Exact repetition of every record is required.

___ Entries supplied

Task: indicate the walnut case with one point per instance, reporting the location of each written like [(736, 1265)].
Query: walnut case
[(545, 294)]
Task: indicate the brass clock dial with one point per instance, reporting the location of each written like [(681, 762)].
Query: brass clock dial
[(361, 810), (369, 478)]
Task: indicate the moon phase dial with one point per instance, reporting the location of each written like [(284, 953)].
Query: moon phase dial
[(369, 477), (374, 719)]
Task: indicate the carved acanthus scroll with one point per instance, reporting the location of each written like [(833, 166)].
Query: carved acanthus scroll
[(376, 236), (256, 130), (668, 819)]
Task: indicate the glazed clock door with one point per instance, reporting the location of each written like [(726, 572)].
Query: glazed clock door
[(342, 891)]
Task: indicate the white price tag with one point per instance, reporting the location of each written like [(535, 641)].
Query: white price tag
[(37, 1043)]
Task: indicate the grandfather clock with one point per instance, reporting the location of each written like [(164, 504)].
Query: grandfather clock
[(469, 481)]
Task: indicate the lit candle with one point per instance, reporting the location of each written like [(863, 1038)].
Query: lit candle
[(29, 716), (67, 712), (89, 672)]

______

- **Response area**:
Task: indicate the walnut case with one point per instance, reporting the location of each written like [(736, 1265)].
Query: walnut case
[(545, 294)]
Task: indicate the brass clock dial with one point per instance, reporting the location of each written like [(681, 762)].
Query: brass clock dial
[(361, 810), (369, 478)]
Task: indicate the moon phase dial with one point per instance, reporting the location of each written like [(284, 953)].
Query: moon phase dial
[(369, 477), (374, 719)]
Task: indicate the carved acanthus scroll with one point per instance, reporting the location of each written like [(833, 166)].
Query: carved acanthus scroll
[(376, 236), (256, 130), (668, 819)]
Task: indicate the glazed clock door with one point per instance, reporting the location of each written like [(726, 572)].
Query: glazed clock door
[(342, 891)]
Task: indicate the white price tag with one point per instance, reporting the location of each written like [(535, 641)].
Query: white price tag
[(37, 1043)]
Task: indicate the grandfather clock with one point per instance, reporting the location of each written like [(164, 504)].
Query: grandfather clock
[(469, 481)]
Task: indicate the lit candle with one point per instance, reporting the location of each written like [(863, 1038)].
Query: lit candle
[(29, 716), (67, 712), (89, 672)]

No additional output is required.